[Dataset excerpts]
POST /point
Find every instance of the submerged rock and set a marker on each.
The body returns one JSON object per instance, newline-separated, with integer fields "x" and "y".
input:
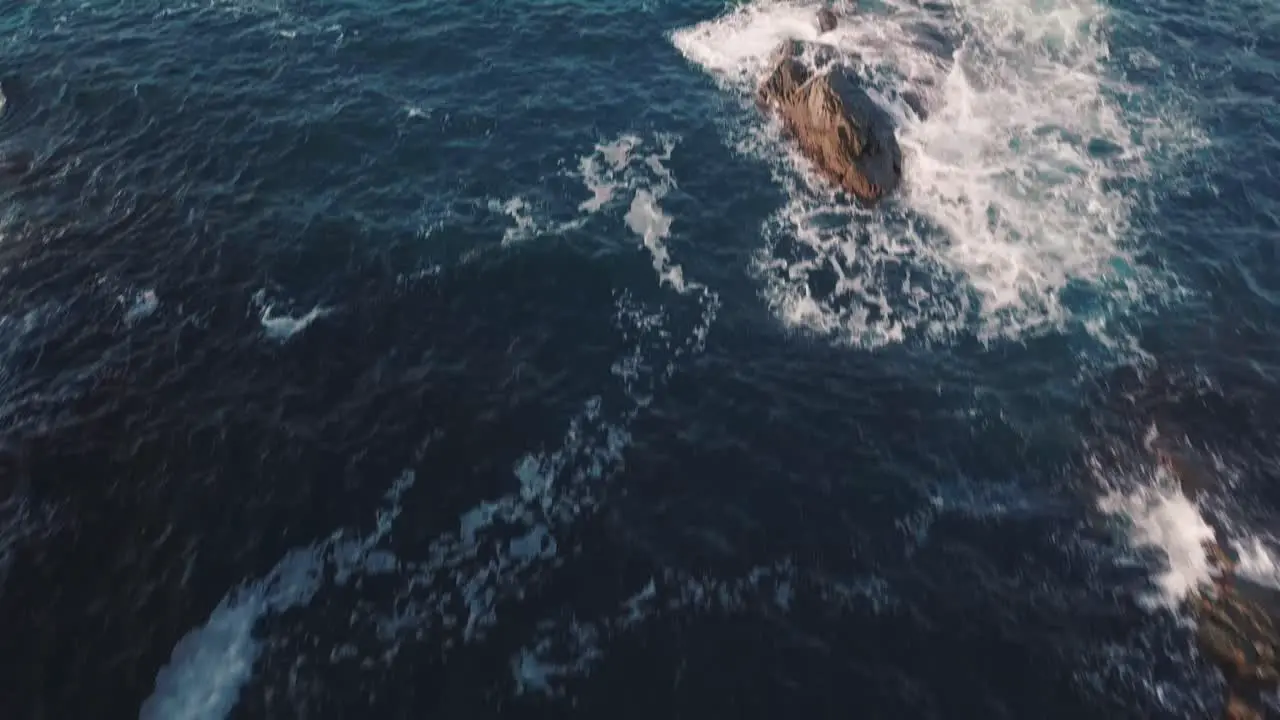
{"x": 1237, "y": 633}
{"x": 826, "y": 21}
{"x": 836, "y": 124}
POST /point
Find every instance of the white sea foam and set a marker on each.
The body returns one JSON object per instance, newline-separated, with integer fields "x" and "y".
{"x": 501, "y": 547}
{"x": 141, "y": 306}
{"x": 1164, "y": 519}
{"x": 210, "y": 665}
{"x": 282, "y": 327}
{"x": 1009, "y": 195}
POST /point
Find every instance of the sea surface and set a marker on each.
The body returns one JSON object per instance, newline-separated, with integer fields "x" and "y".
{"x": 464, "y": 360}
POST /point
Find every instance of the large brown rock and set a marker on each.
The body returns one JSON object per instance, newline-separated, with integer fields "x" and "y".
{"x": 837, "y": 126}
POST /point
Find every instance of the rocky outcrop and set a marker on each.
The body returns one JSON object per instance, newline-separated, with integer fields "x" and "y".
{"x": 826, "y": 21}
{"x": 836, "y": 124}
{"x": 1237, "y": 633}
{"x": 1235, "y": 620}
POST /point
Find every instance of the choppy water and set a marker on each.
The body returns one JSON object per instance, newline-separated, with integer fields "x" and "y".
{"x": 499, "y": 359}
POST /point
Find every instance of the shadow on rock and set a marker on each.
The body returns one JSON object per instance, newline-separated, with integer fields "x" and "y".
{"x": 836, "y": 124}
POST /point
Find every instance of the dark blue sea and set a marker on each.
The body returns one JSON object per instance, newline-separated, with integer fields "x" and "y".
{"x": 465, "y": 360}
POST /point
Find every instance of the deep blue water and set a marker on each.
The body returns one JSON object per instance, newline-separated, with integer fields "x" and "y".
{"x": 497, "y": 360}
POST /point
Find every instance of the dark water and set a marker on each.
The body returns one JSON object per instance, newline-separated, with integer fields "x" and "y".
{"x": 332, "y": 386}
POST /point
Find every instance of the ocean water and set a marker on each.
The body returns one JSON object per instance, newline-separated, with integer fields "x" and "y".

• [Goal of the exercise]
The entries are to be restated word for word, with pictures omitted.

• [Task answer]
POST /point
Find every instance of the submerged rock and set a marker on each.
The body returns one JSON object per instance, newline-separated, with integer fields "x" and "y".
input:
{"x": 1237, "y": 633}
{"x": 826, "y": 21}
{"x": 836, "y": 124}
POST /point
Find every instance of the white sea foam and set a marker on each.
The body returns one JSON object per instance, newline-separated, with integer fields "x" and "y".
{"x": 501, "y": 547}
{"x": 141, "y": 306}
{"x": 1164, "y": 519}
{"x": 210, "y": 665}
{"x": 282, "y": 327}
{"x": 1009, "y": 195}
POST /point
Find every instance of the sea surface and set a marker on each.
The body returns one JSON object per instance, newline-separated, with integer fields "x" and "y".
{"x": 464, "y": 360}
POST /point
Find every instance of the large brown rock and set a marker on each.
The body returns one JSON object per instance, newline-separated, with integer fields "x" and "y".
{"x": 837, "y": 126}
POST /point
Find every instance of the rocky outcrop and set a marker on each.
The body returns one JSON object per instance, newline-separated, with integer fields "x" and "y".
{"x": 826, "y": 21}
{"x": 836, "y": 124}
{"x": 1237, "y": 633}
{"x": 1235, "y": 620}
POST /point
Find every instance of the choppy water and set a marker on each.
The body returns one JSON object per instance, newline-separated, with integer fields "x" and "y".
{"x": 499, "y": 359}
POST /point
Find every instance of the shadow on rock and set a marker on each.
The body returns one JSON object per instance, newline-separated, with integer fields "x" and "y".
{"x": 836, "y": 124}
POST /point
Find every instance of the dark blue sea and set a marker on each.
The body returns one JSON object per instance, newline-separated, with integer fields "x" and "y".
{"x": 465, "y": 360}
POST /point
Find every instance of the deep blue water and set a marker on each.
The body returns one JSON object per instance, newline-separated, with integer fields "x" and "y".
{"x": 497, "y": 360}
POST /point
Find every instance of the dark water and set a marker on each.
The body returns one JSON object per instance, newline-separated, with integer fields "x" and "y".
{"x": 332, "y": 386}
POST /point
Find every instance of the ocean water and set a marker on each.
The body returns one JSON object per instance, newline-separated, with integer fields "x" and "y".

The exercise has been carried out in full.